= What is being asked =
Output the full listing word for word.

= Records shown =

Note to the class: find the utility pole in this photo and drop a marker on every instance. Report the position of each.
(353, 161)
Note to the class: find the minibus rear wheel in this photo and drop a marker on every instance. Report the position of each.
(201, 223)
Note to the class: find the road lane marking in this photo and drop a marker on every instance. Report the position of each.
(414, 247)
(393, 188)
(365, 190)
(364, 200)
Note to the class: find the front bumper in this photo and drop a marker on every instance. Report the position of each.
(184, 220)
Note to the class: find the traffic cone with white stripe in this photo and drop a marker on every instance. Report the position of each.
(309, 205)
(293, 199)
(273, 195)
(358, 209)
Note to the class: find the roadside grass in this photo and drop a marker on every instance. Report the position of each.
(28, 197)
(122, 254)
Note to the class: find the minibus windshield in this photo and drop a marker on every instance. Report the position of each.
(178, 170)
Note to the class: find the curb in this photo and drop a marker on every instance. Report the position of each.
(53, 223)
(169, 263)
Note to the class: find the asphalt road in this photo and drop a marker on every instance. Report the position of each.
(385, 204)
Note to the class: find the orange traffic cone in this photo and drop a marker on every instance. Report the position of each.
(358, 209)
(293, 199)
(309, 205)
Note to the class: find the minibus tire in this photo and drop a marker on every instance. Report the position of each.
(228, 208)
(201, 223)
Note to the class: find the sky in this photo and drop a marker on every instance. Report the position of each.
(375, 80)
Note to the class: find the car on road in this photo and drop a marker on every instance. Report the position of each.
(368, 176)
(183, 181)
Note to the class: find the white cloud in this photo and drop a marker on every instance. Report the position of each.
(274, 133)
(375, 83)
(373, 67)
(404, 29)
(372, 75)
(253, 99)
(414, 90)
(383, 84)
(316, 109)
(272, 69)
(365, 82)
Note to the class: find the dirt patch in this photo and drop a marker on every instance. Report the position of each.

= Exercise output =
Note to the class: find the utility pole in this photo and drop a marker on every instance. Report the position of each.
(353, 161)
Note to the class: find the minibus rear wheel in this photo and drop a marker on every instance. Report the position of each.
(201, 223)
Note to the class: find the road lane marking in this photo and drop a marker on every instance. Report the position of each.
(414, 247)
(393, 188)
(365, 190)
(364, 200)
Note to the class: find the front bumper in this photo and drop a marker on every instance. Report the position of each.
(184, 220)
Note to the class: find the traffic cone with white stripe in this photo and drop a marker on every instance. Report the position of each.
(309, 205)
(293, 199)
(273, 195)
(358, 209)
Note to the class: find the roadside grass in this photo and drop a marker on every instance. Report the position of each.
(28, 197)
(122, 254)
Note to the class: find the minibus windshield in this photo and drop a marker on every instance. Report the position of each.
(178, 170)
Note to the class: find the curb in this photo and drop a marker on every instance. Report the position of each.
(53, 223)
(169, 263)
Note to the class: find the asphalt road in this photo and drop a marker on every instance. Report the position of each.
(385, 204)
Note to the class: find the orange traffic cone in this photo and drop a marker on every instance. Report the position of each.
(358, 209)
(293, 199)
(309, 205)
Note to the class: find the minibus tire in this photo and drop a marker on every instance. Report the position of each.
(228, 208)
(201, 223)
Note to the class: find the sky in this photo and drop a marker on every instance. Report the position of each.
(375, 80)
Note to the class: find the car on road in this photo and drop a marker on every instance. Report the position of each.
(368, 176)
(183, 181)
Note to the class: find the white cloud in this photo and drop a marker on every instance. Report the position of each.
(274, 133)
(375, 83)
(373, 67)
(404, 29)
(372, 75)
(253, 99)
(414, 90)
(383, 84)
(316, 109)
(272, 69)
(365, 82)
Note to the class: find the dirt patch in this photo and drop a marker on every instance. Report the position of each.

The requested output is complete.